RECORDS PROVIDED ::
====

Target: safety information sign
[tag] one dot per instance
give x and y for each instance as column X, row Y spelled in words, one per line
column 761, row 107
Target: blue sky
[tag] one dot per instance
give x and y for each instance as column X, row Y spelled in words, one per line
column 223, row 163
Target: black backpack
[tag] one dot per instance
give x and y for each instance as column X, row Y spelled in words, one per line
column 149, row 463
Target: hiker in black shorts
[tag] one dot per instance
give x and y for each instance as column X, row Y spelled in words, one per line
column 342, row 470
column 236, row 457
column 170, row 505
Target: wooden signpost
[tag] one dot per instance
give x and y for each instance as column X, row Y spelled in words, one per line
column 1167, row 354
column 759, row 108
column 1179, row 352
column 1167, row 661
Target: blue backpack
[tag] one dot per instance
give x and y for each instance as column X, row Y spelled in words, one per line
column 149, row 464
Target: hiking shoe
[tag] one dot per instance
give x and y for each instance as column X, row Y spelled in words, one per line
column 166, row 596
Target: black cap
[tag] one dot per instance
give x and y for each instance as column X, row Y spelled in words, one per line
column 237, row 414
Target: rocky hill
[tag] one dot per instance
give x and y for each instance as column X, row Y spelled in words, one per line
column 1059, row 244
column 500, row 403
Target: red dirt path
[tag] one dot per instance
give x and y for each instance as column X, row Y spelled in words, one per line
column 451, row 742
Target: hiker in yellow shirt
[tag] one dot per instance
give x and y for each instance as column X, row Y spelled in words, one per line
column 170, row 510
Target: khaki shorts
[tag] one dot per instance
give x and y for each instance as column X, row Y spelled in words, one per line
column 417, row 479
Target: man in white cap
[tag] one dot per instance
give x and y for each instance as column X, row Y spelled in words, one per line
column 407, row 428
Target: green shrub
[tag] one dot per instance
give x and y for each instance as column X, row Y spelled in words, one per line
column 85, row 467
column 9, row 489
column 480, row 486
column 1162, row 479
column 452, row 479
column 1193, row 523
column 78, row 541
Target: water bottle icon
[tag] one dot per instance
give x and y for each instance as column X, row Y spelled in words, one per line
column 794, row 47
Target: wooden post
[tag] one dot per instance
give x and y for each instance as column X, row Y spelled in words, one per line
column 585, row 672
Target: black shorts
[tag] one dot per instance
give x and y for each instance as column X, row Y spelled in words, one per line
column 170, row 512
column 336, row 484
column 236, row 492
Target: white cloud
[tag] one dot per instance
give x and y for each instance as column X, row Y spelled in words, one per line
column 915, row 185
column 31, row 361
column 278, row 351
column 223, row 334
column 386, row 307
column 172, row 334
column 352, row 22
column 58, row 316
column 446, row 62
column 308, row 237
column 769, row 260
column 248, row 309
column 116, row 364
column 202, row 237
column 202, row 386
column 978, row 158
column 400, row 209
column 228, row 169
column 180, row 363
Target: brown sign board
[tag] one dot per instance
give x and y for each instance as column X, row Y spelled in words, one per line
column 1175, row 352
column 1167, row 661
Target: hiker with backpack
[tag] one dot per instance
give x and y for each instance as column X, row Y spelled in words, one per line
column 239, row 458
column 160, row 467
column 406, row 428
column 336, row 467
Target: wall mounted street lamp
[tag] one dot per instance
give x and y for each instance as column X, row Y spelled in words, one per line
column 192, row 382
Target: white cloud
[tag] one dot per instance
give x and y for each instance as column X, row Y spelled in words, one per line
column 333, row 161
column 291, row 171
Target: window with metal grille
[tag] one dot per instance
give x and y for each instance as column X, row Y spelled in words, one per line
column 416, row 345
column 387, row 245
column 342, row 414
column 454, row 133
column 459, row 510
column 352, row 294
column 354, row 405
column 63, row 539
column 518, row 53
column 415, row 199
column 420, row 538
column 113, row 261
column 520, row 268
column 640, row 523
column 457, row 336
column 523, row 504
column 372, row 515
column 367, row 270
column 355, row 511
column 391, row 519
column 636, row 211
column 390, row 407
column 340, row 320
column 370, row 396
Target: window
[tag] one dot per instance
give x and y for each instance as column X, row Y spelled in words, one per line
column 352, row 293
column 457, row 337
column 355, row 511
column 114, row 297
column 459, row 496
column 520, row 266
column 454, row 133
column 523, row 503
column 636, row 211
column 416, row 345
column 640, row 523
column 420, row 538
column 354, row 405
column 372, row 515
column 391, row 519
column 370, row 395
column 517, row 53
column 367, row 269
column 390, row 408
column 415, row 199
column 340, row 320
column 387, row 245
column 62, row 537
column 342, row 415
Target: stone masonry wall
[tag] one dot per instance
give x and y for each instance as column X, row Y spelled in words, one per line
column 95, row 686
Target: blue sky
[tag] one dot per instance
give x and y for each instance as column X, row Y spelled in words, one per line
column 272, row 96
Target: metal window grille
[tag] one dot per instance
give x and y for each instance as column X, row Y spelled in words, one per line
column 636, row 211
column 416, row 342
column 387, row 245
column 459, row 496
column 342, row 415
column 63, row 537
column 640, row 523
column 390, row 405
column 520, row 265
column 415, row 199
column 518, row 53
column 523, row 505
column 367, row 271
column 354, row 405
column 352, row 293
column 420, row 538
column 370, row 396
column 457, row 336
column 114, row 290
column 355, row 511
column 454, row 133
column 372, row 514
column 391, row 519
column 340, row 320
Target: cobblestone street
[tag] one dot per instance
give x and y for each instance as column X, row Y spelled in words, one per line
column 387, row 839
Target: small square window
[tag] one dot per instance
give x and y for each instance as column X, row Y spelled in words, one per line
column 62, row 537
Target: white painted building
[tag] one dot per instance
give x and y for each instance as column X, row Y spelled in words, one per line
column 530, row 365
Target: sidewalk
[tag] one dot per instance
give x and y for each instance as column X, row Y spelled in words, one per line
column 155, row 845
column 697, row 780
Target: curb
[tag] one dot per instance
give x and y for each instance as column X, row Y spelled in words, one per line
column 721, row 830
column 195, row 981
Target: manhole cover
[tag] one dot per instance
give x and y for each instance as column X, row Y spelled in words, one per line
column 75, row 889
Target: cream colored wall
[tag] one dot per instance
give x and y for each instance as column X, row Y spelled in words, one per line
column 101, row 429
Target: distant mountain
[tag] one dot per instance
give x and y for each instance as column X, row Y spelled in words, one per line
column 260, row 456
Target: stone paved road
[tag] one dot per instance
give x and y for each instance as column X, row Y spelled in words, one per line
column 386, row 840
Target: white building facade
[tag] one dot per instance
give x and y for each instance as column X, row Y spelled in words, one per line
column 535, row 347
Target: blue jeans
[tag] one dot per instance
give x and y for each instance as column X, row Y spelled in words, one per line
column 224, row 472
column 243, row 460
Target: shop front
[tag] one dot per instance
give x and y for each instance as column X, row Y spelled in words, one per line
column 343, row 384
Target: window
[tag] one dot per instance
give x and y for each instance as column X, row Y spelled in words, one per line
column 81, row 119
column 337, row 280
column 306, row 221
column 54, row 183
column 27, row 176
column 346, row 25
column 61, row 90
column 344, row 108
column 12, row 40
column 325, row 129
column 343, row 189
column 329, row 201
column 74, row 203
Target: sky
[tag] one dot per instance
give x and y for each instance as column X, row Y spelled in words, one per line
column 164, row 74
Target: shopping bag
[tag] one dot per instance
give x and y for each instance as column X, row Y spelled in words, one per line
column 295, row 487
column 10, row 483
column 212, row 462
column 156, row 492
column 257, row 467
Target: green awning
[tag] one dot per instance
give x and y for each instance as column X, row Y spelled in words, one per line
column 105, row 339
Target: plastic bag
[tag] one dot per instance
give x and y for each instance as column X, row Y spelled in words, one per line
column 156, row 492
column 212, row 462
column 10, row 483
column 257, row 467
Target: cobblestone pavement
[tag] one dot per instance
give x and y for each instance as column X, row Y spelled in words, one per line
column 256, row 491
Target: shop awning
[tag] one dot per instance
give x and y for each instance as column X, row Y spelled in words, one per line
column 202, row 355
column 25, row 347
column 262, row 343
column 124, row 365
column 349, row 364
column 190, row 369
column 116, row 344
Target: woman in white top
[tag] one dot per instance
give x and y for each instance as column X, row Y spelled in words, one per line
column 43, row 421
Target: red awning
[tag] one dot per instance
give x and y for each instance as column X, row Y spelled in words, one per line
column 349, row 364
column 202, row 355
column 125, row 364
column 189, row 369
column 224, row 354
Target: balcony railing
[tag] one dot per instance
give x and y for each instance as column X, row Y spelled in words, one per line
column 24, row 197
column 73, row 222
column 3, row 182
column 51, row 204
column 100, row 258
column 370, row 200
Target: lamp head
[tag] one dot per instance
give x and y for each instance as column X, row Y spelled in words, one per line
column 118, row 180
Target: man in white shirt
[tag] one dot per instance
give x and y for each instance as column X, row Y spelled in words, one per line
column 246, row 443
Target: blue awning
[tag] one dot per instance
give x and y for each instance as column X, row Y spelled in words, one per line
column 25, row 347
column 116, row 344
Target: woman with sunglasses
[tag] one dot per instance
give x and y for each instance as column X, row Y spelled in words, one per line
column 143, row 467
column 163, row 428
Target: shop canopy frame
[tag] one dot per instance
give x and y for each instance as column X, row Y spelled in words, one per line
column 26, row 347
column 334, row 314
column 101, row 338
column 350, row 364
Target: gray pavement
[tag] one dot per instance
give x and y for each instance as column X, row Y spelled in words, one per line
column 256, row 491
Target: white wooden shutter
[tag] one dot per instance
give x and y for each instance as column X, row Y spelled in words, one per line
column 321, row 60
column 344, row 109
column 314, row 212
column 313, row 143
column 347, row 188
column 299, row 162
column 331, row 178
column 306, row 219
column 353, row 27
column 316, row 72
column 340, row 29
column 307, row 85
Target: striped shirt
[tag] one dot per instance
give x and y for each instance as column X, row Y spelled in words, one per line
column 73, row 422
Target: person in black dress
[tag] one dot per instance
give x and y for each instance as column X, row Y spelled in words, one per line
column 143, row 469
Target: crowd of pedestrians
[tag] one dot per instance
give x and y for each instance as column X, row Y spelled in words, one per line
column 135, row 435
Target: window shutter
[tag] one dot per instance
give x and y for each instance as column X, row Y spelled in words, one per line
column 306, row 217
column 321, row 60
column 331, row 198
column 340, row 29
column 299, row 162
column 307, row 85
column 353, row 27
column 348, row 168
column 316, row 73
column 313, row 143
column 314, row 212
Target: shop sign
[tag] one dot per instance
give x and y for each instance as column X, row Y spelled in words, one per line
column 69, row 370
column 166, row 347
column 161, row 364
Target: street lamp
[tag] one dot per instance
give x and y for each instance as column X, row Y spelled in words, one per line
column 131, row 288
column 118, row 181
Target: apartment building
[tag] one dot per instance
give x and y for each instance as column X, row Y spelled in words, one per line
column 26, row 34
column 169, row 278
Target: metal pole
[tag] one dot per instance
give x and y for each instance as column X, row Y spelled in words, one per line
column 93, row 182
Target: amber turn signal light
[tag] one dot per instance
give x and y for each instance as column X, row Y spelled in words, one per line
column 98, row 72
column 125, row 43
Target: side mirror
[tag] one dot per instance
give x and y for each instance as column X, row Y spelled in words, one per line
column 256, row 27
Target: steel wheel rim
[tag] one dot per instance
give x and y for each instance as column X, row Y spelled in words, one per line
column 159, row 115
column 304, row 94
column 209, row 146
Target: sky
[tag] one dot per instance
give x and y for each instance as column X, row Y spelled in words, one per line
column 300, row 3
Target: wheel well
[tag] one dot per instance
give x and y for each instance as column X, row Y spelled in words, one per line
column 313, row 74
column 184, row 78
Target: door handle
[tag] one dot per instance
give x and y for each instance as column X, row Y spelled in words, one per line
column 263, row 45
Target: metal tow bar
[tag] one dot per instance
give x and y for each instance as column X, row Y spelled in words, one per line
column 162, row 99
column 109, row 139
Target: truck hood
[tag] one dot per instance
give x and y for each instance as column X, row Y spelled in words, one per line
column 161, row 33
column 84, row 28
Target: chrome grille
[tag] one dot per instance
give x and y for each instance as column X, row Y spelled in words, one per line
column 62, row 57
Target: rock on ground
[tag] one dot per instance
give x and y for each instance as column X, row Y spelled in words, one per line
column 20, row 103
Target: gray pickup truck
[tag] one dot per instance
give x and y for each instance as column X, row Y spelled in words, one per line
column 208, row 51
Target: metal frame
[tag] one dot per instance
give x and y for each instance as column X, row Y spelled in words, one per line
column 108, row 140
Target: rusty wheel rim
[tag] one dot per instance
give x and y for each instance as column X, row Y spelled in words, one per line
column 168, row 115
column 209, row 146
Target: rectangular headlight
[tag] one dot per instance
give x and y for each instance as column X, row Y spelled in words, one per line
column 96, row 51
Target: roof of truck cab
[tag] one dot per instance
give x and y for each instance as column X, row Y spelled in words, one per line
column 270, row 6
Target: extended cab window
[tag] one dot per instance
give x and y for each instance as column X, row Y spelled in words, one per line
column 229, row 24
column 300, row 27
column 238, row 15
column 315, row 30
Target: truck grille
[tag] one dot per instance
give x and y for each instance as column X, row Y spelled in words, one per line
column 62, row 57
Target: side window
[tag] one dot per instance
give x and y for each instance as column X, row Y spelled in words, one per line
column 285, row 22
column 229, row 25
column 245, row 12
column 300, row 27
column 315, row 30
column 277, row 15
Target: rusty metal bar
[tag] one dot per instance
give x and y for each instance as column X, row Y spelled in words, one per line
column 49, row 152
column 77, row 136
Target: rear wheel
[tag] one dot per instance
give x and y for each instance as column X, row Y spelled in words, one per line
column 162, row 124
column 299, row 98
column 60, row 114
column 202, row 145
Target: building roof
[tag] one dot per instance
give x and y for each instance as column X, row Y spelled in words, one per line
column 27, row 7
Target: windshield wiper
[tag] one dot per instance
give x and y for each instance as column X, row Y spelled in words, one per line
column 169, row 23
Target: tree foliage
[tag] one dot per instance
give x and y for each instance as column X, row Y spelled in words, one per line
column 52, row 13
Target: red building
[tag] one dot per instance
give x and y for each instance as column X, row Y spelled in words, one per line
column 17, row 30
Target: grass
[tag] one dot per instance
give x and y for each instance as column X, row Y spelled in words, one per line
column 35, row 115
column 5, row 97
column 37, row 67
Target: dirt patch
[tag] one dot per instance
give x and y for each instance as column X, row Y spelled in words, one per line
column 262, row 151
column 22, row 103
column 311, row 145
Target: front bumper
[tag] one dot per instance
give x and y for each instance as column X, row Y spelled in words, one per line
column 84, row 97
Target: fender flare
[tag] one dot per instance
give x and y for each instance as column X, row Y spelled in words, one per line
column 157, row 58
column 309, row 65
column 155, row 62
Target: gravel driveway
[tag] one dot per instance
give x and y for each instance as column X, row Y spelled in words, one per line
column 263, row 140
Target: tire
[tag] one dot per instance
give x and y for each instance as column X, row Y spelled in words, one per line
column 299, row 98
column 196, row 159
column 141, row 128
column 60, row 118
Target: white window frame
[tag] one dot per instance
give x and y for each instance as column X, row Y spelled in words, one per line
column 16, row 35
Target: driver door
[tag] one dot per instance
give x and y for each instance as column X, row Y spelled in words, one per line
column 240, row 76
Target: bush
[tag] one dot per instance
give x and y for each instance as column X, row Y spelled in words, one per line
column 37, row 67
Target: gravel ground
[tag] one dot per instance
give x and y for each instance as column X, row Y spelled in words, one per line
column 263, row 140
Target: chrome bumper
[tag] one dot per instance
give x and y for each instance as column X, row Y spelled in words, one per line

====

GOAL OF THE EXERCISE ::
Express everything from the line containing "Target: stone masonry wall" down to the line containing "column 260, row 456", both included, as a JSON list of strings with one string per line and blank lines omitted.

SOLUTION TO THE EXERCISE ::
[
  "Target: stone masonry wall",
  "[tag] one dot per instance",
  "give x and y for each instance as column X, row Y spelled in words, one per line",
  "column 95, row 686",
  "Target: blue sky",
  "[tag] one dot per instance",
  "give x and y for each instance as column X, row Y spelled in words, one per line",
  "column 272, row 96",
  "Target: metal window grille",
  "[tag] one dot per instance",
  "give x and y for each instance as column X, row Y spelled in words, one per line",
  "column 636, row 211",
  "column 416, row 342",
  "column 387, row 245",
  "column 459, row 496",
  "column 342, row 415",
  "column 63, row 537",
  "column 640, row 523",
  "column 390, row 405",
  "column 520, row 265",
  "column 415, row 199",
  "column 518, row 53",
  "column 523, row 505",
  "column 367, row 271",
  "column 354, row 405",
  "column 352, row 293",
  "column 420, row 538",
  "column 370, row 396",
  "column 457, row 336",
  "column 114, row 290",
  "column 355, row 511",
  "column 454, row 133",
  "column 372, row 514",
  "column 391, row 519",
  "column 340, row 320",
  "Target: cobblestone street",
  "[tag] one dot per instance",
  "give x and y for each instance as column X, row Y spelled in words, one per line",
  "column 387, row 839",
  "Target: small square window",
  "[tag] one dot per instance",
  "give x and y for each instance as column X, row Y spelled in words, one per line",
  "column 62, row 537",
  "Target: white painted building",
  "[tag] one dot per instance",
  "give x and y for each instance as column X, row Y spelled in words, one per line",
  "column 530, row 365",
  "Target: sidewalk",
  "[tag] one dot per instance",
  "give x and y for each instance as column X, row Y spelled in words, one per line",
  "column 155, row 845",
  "column 697, row 780",
  "Target: curb",
  "[tag] one dot per instance",
  "give x and y for each instance as column X, row Y spelled in words, one per line",
  "column 721, row 830",
  "column 195, row 981",
  "Target: manhole cover",
  "[tag] one dot per instance",
  "give x and y for each instance as column X, row Y spelled in words, one per line",
  "column 75, row 889",
  "Target: cream colored wall",
  "[tag] one dot per instance",
  "give x and y for each instance as column X, row Y spelled in words, one per line",
  "column 101, row 429",
  "Target: distant mountain",
  "[tag] one dot per instance",
  "give x and y for each instance as column X, row Y spelled in words, one per line",
  "column 260, row 456"
]